**EXTRACT TO READ:**
By Ikeddy ISIGUZO
WHEN Covid-19 swept through the world with Nigeria recording its first case on 28 February 2020, the lethargic preparedness of government was evident. Only Lagos State was close to readiness yet within days its facilities were choking.
A Central Bank of Nigeria-managed, private sector initiative of banks, billionaires, millionaires, and other organisations, Cacovid – Coalition Against Covid-19 – was formed. It funnelled resources to the Presidential Task Force on Covid-19.
Cacovid redeemed the chaos over where to make contributions to combat Covid-19. Among the easiest donors was BUA Group, a foods and infrastructure company.
Forbes ranked its owner Abdul Samid Rabiu as the 176th wealthiest man in the world in August 2020 with $3.2 billion. His current worth is reportedly about $5.4 billion.

**DESCRIPTION OF THE TASK:**
In the article on Nigeria's Covid-19 response, what does the name Cacovid stand for?

**RECORDS SUPPLIED:**
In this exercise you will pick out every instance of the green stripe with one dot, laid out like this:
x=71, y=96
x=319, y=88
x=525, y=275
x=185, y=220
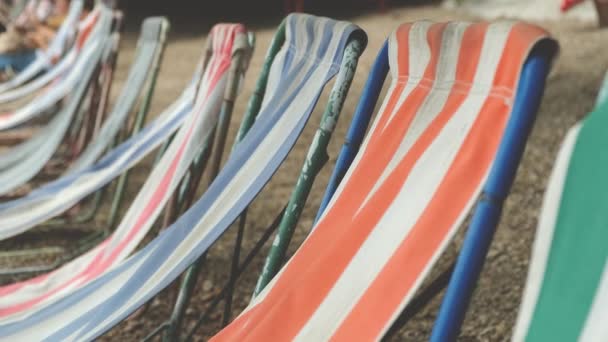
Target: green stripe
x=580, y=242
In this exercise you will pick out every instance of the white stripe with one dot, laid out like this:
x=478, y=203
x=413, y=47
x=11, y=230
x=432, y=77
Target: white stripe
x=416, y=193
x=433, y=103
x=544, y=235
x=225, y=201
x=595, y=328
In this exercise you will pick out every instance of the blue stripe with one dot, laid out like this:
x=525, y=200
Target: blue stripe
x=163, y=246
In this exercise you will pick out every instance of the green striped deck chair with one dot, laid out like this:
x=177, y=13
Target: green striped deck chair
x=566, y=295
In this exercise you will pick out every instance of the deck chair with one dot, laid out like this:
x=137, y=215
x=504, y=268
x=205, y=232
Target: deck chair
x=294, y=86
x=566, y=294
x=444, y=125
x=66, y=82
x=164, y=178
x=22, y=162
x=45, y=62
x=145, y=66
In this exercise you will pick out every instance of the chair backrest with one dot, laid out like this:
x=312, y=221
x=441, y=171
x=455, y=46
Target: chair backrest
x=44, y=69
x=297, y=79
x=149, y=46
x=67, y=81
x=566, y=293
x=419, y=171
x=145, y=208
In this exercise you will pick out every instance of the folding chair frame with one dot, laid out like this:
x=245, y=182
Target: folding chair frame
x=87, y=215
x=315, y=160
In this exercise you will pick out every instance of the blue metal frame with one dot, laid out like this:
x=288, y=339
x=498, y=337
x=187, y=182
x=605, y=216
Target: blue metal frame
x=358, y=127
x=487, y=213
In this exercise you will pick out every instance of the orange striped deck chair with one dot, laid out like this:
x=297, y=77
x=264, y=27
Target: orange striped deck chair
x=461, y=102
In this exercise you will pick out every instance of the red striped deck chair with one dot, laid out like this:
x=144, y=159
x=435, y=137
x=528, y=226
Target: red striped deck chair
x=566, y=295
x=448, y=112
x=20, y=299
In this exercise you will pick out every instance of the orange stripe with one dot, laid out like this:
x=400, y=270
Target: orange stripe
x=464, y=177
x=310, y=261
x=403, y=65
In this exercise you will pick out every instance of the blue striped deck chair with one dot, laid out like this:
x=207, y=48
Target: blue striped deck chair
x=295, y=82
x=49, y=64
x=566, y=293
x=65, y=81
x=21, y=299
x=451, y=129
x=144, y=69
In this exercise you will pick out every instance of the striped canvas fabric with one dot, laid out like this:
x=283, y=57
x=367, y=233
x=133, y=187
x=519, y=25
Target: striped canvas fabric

**TASK OUTPUT:**
Coalition Against Covid-19